Детство в протестантских автобиографиях XVI – начала XVII в. Многие исследователи считают, что «открытие детства» произошло в рамках протестантизма, и объясняют это особой требовательностью протестантов к обучению ребенка грамотности и его ранним приобщением к чтению Библии. Поскольку, согласно учению Лютера, спасение души – личное дело каждого, и происходит оно через Божье Слово, Библия должна быть в каждом доме, и ее нужно читать с самых ранних лет. Отсюда важность обучения детей и особое внимание к детскому возрасту, самой идее детства, когда человек приобщается к Богу. Впоследствии концепция детства нашла глубокую теоретическую разработку в сочинениях протестантских моралистов XVII в. 163
В автобиографиях протестантских писателей действительно обнаруживается пристальный интерес к годам детства и учению. Они охотно и часто довольно непосредственно рассказывают о разных событиях, случившихся с ними в это время: детских проказах, родительских наказаниях, чудесных спасениях от нечаянной гибели и болезней, предназначенных свидетельствовать о Божественном покровительстве над героем/автором, подробно сообщают об овладении ими навыками чтения и грамотности.
Во многом типичным для раннего протестантизма является образ детства, запечатленный в автобиографии шотландского священника Джеймса Мелвилла (1556–1614)164. Здесь нужно иметь в виду, что все его сочинение, написанное в жанре религиозной автобиографии, – это рассказ не столько о жизни самого автора, сколько о проявлении по отношению к нему Божественной благодати. В самом начале Мелвилл утверждает, что намеревается «запечатлеть на бумаге благодать Господа, дарованную ему с первого его зачатия и отмеченного дня его рождения». Отсюда и построение им сюжетов, и несколько необычный для такого рода личностных сочинений приподнято-торжественный тон, напоминающий стиль религиозно-полемических трактатов деятелей шотландской Реформации.

СПИСОК ДАННЫХ:

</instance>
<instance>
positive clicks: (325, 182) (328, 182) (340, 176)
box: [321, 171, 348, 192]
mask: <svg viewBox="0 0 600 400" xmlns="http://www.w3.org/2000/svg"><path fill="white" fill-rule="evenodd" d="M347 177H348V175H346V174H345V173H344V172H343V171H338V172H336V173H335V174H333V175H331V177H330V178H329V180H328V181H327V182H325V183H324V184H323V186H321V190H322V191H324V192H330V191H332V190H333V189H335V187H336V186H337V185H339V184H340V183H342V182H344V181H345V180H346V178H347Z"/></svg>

ТРЕБОВАНИЯ К ЗАДАНИЯМ:
[1] Кем был Джеймс Мелвилл согласно тексту о детстве в протестантских автобиографиях?
[2] Перечислите все события детства, которые в тексте о детстве в протестантских автобиографиях названы после слов «случившихся с ними в это время».
[3] Напишите продолжение текста о детстве в протестантских автобиографиях, начиная сразу после его последнего предложения.

ОТВЕТЫ ПО ПУНКТАМ:
[1] Шотландским священником.

[2] Детские проказы; родительские наказания; чудесные спасения от нечаянной гибели и болезней.

[3]
Он немало внимания уделяет рассказам о людях, наставлявших его в детстве на путь истинный, прежде всего о «добропорядочных, благочестивых и честных» родителях, которые были «освящены светом Евангелия». Еще в младенчестве Мелвилл потерял мать и воспитывался отцом и старшей сестрой. Об отце-священнике говорится как о «человеке редкой мудрости, рассудительности и благоразумия», ученике знаменитого Филиппа Меланхтона. Сестра Джеймса стремилась воспитать его в духе доброты и искреннего благочестия, пресекая негативные проявления его натуры кротким укором и доверительным отношением.
Вера Джеймса значительно окрепла в ходе его обучения в школе. Там его наставляли в «разумном страхе» и благочестии, уча читать молитвы и Священную историю. Описание школьной жизни у него полно драматизма, за которым автору видится глубокий религиозный смысл: свои шалости и проступки, так же как и расплату за них, он трактует как проявления Божьего возмездия и напутствия. Все, что с ним происходит, имеет высшее Божественное значение и высшую справедливость. «Господь, – заключает Мелвилл, – сделал моими учителями всех тех, кто встречался мне, все места и действия, но увы: я никогда не пользовался ими так плодотворно, как позволяли обстоятельства…»
Автор много и подробно сообщает также о своем круге чтения в эти годы, чрезвычайно насыщенном. Это прежде всего Библия, Катехизис, молитвы, затем разного рода дидактические сочинения, содержащие основы наук, античная поэзия (Вергилий, Гораций) и драма (Теренций), эпистолярное наследие Цицерона, различные сочинения Эразма Роттердамского. Параллельно через сестру он знакомится с творчеством шотландского поэта Дэвида Линдсея, в драмах которого гуманистическое начало соединялось с критикой нравов духовенства и призывами к проведению королевской Реформации.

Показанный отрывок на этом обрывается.